Yapılacaklar:
[A] Sayfa alıntısına göre CHP'nin son dönemdeki ikoncanı kimdir?
[B] Lütfen sayfa alıntısındaki metni "Her alanın habercilikte" sözlerinden başlayarak "güzel konuştu işte..." sözleri de dahil olmak üzere aynen yeniden yazın.

Sayfa Alıntısı:
- - - -

Her alanın habercilikte magazini vardır. Magazin yapabilmek için önce ikoncanlar aranır.
İkoncan dedim diye, aşağılamak için kullanılan bir son dönem kavramı gibi sakın görünmesin. Ben candan görünen, tapınılası yapılan ademoğlu anlamında kullandım. Zaten ikon da Hristiyan geleneğinin bir ürünüdür ve özgün anlamı budur.
CHP’nin son dönemdeki ikoncanı Muharrem İnce’dir. Sokaktaki insanın duygularını okşayacak, onun gazını alacak tapınılası cesarette, tanrısal bir muhalefet simgesi haline gelmiştir. Hiç bir programı, çözüm önerisi yoktur; içi boş ama renkli muhalefet salatası sofraya koyar. Konuşması biter, hayranlar şakşaklar.. Sorarsınız:
-Ne önerdi?
Önce bir yutkunma...
-Adam güzel konuştu işte...
Bizim yatılı okulun Küçük’ü bile “Muharrem İnce benim çırağımdır” diyerek parsadan pay kapıp yeniden vekil olmayı düşlemektedir. Olur mu olur...

- - - -

Gösterilen Veriler:
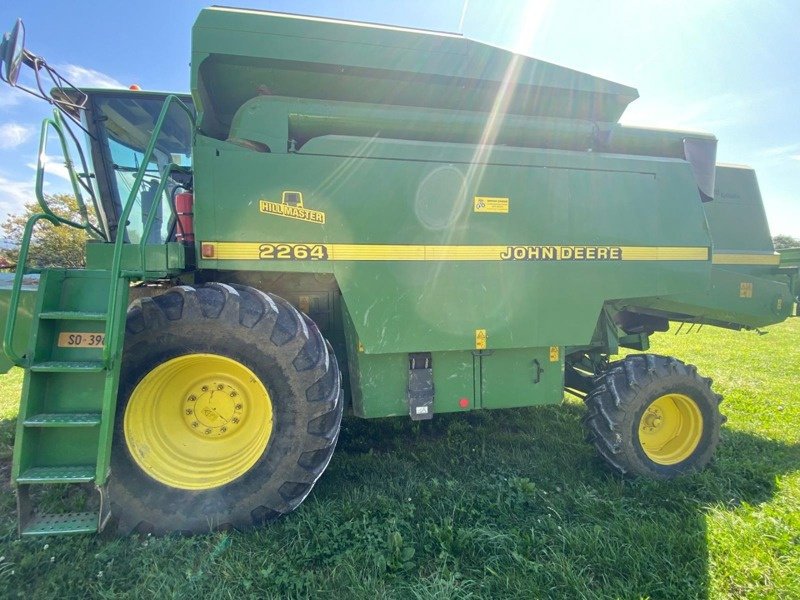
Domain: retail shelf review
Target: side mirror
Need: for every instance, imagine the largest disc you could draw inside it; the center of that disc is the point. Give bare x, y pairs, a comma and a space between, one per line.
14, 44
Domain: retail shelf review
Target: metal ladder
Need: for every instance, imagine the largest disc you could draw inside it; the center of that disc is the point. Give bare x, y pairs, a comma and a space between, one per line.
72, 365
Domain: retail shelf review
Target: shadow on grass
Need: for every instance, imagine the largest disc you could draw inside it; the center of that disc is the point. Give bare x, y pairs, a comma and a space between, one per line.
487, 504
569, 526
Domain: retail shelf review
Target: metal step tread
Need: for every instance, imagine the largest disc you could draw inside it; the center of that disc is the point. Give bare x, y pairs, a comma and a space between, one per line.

- - - -

Alıştırma Cevapları:
[A] Muharrem İnce.

[B]
Her alanın habercilikte magazini vardır. Magazin yapabilmek için önce ikoncanlar aranır.
İkoncan dedim diye, aşağılamak için kullanılan bir son dönem kavramı gibi sakın görünmesin. Ben candan görünen, tapınılası yapılan ademoğlu anlamında kullandım. Zaten ikon da Hristiyan geleneğinin bir ürünüdür ve özgün anlamı budur.
CHP’nin son dönemdeki ikoncanı Muharrem İnce’dir. Sokaktaki insanın duygularını okşayacak, onun gazını alacak tapınılası cesarette, tanrısal bir muhalefet simgesi haline gelmiştir. Hiç bir programı, çözüm önerisi yoktur; içi boş ama renkli muhalefet salatası sofraya koyar. Konuşması biter, hayranlar şakşaklar.. Sorarsınız:
-Ne önerdi?
Önce bir yutkunma...
-Adam güzel konuştu işte...